### [Zu erledigende Aufgabe A]
Von welchem Datum stammt laut Textauszug die Presseerklärung der Landesregierung, aus der zitiert wird?

=== Textauszug ===

Das muss abgearbeitet, muss abgeschichtet werden. Das werden wir in einem ordentlichen parlamentarischen Beratungsverfahren machen. Wir sind da offen. Wir verschließen uns nicht neuen Instrumen

ten, wenn sie zielführend sind unter den Maßgaben, die ich formuliert habe.

Deswegen kann es nie schaden, das hier im Plenum noch einmal deutlich zu sagen: Ohne Aufgeregtheit erwarten wir die Vorlage des Ministers und werden uns dann damit befassen. Wo wir am Ende landen, könnte man in einen Satz fassen, der im Bundestag geprägt worden ist: Kein Gesetzentwurf geht in den Landtag so hinein, wie er wieder rauskommt. Das wird vermutlich auch beim Hochschulgesetz so sein.

(Vereinzelter Beifall bei SPD, FDP und BÜNDNIS 90/DIE GRÜNEN)

Für die Fraktion der FDP erteile ich das Wort Herrn Abgeordneten Dr. Ekkehard Klug.

Herr Präsident! Meine Damen und Herren! Die späte Begeisterung der CDU-Wissenschaftspolitiker für Räte-Organe ist wirklich bizarr.

(Beifall bei der FDP)

„Alle Macht den Räten“, das war anno 1917 im April nach der Rückkehr aus dem Exil die Losung, mit der Lenin den Startschuss zur Oktoberrevolution gegeben hat. Nun möchte CDU-Wissenschaftsminister Austermann einen Universitätsrat in Schleswig-Holstein installieren, dem auch die wesentliche Macht- und Gestaltungskompetenz in diesem Bereich übertragen werden soll. Es geht ja weiß Gott um keinen Kaffeezirkel. Begriffe wie Steuerung, Überwachung, Kontrolle, die in Ihren Papieren auftauchen, zeigen an: Es geht hier um handfeste Entscheidungskompetenzen, und zwar in sehr weitem Umfang. Das Ganze sieht wirklich aus wie das Ergebnis eines Workshops, bei dem sich der alte Wladimir Iljitsch Lenin zusammen mit Professor Driftmann und einem idealtypischen Kultusbürokraten ein Drehbuch zur Abwicklung der Hochschulautonomie und damit zur Hochschuldeformation ausgedacht hat.

Ich will noch einmal deutlich machen, worum es geht, indem ich aus einer Presseerklärung der Landesregierung vom 7. März 2006 zitiere. Da heißt es:

„Neben der Entscheidung über die Vergabe von Finanzmitteln soll der Rat nach den Worten von Minister Austermann auch die Ziel- und Leistungsvereinbarungen mit den Universitäten überwachen und die Strukturund Wirtschaftspläne beschließen.“

Wohlgemerkt, es geht hier um die Lenkung, die Steuerung eines Finanzvolumens von mehr als einer Viertelmilliarde Euro und um die Gestaltung der dadurch unterfütterten Hochschulinfrastruktur. Das soll wesentlich in die Hand eines Gremiums von sieben Persönlichkeiten gelegt werden, die das nebenbei machen im Ehrenamt oder im Nebenamt. Wir wissen ja noch nicht, wer diese glorreichen Sieben sein sollen. In der Presse wird gesprochen von den drei Oberbürgermeistern der Universitätsstädte oder von den drei IHK-Präsidenten. Man kann fast sagen, die üblichen Verdächtigen tauchen zunächst einmal auf. Das sind natürlich allesamt hochrespektable Persönlichkeiten, aber keiner von denen hat auch nur einen blassen Schimmer von der Materie, über die sie entscheiden sollen.

=== Verfügbare Datensätze ===

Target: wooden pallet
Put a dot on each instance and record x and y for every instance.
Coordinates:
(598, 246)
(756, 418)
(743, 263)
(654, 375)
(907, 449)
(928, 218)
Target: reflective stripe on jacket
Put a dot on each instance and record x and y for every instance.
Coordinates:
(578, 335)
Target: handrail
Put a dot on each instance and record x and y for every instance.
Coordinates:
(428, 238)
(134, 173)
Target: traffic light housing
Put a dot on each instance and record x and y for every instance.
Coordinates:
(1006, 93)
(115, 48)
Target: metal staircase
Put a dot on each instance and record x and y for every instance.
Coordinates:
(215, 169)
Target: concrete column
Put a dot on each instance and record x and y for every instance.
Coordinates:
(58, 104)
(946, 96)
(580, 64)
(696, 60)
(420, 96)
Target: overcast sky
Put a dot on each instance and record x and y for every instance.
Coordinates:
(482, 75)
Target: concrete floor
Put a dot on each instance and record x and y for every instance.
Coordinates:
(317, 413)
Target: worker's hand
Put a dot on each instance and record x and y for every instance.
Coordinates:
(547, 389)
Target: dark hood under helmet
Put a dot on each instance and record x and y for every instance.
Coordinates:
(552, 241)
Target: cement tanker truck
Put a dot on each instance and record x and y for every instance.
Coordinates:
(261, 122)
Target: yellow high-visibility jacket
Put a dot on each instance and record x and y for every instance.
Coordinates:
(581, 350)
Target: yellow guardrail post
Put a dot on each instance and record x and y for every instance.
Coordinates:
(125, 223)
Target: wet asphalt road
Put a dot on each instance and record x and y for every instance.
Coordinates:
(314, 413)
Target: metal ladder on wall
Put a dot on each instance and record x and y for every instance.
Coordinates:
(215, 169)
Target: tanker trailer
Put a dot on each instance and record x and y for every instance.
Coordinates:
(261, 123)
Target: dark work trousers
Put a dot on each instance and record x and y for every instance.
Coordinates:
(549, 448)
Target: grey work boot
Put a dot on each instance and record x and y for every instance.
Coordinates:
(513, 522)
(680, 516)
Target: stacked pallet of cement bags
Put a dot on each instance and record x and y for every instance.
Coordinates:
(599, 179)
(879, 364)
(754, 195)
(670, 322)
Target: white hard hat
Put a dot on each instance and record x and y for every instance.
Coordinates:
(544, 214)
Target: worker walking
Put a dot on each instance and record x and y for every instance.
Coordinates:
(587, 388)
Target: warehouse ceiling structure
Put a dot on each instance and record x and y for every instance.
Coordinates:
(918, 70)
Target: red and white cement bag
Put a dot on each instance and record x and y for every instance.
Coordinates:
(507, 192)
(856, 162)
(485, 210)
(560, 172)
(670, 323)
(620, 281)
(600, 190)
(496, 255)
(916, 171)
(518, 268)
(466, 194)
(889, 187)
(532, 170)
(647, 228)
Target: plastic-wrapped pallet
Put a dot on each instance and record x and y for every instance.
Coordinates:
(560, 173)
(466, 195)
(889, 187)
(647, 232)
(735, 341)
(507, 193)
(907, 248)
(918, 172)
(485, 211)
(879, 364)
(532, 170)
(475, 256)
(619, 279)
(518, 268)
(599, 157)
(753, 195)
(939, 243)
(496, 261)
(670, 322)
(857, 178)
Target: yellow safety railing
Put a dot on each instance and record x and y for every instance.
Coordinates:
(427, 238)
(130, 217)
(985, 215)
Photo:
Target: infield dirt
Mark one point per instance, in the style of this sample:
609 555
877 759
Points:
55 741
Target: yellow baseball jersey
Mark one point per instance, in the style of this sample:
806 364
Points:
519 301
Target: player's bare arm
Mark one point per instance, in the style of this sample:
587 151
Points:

===

### [Zu erledigende Aufgabe B]
Zählen Sie die Zeilen der Datensätze, welche die Zeichenfolge „cement“ enthalten, und nennen Sie ausschließlich die Anzahl. Groß- und Kleinschreibung ist zu beachten.

### [Endgültige Antwort A]
Vom 7. März 2006.

### [Endgültige Antwort B]
3